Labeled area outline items
.....

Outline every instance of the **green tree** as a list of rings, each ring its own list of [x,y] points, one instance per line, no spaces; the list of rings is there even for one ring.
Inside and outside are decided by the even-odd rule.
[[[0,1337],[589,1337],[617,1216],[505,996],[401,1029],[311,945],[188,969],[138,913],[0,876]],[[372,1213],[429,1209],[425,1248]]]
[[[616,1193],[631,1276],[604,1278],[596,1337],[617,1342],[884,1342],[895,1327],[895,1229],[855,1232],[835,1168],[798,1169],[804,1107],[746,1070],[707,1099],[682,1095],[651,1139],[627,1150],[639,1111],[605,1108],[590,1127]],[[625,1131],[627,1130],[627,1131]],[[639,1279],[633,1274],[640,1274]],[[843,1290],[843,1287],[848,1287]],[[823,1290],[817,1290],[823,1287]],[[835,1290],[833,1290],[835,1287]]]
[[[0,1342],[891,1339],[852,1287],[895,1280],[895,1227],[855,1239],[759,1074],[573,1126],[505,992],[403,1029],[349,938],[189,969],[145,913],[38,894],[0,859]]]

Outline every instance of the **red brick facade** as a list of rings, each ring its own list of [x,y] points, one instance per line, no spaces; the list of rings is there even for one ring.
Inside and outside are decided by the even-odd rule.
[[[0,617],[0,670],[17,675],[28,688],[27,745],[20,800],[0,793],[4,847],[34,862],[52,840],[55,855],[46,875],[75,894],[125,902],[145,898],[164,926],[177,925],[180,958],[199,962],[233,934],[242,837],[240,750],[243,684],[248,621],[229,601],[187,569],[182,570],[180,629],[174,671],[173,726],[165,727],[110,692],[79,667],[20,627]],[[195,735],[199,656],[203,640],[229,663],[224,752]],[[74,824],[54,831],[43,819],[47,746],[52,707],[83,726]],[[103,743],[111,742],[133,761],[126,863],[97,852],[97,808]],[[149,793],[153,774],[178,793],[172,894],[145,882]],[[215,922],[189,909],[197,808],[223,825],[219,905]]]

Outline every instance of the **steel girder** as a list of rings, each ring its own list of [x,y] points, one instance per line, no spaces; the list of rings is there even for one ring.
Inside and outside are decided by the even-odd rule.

.....

**Requirements**
Please lay out the lines of the items above, from the line containing "Outline every instance of the **steel" up to and including the last line of the items, as a numbered list. Leave out any blank lines.

**Reply**
1. Outline every instance of the **steel girder** as a list of rings, each ring its own list of [x,y] points, one instance per line, no spaces; the list of rings is there even for one ring.
2. Inside and outside are decided by the even-odd rule.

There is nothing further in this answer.